- [PROMPT] In the entries below, find the lines that contain the word "instance" and copy them.
[[ EXTRACTED RECORDS open ]]
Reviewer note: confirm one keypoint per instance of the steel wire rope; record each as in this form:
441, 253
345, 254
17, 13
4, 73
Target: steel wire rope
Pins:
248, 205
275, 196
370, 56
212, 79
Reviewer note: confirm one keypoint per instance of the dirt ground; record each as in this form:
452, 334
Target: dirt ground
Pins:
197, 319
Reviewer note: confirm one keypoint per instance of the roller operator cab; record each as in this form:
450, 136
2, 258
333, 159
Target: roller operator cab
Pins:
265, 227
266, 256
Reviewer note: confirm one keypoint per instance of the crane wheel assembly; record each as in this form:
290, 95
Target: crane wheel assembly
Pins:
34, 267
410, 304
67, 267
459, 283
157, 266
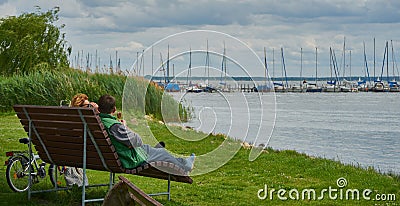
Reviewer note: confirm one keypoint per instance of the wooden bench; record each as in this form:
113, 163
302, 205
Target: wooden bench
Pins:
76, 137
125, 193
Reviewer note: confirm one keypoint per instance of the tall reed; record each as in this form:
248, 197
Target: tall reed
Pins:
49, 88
[[ EXTRACTED RECORDS closed ]]
- [ANSWER TO THIS PROBLEM]
Reviewer note: confirm one keypoint per instance of the steel wire rope; record each as in this form:
Reviewer note: confirm one keypoint per instance of the dirt ground; record each as in this form:
Reviewer note: confirm one keypoint per instance of the roller operator cab; record each as in this form:
Reviewer note: confirm one keypoint per instance of the crane wheel assembly; record each as in this form:
Reviewer note: confirm one keypoint per instance of the wooden bench; record each as in this form:
Reviewer note: confirm one keypoint per instance of the tall reed; record each as in this form:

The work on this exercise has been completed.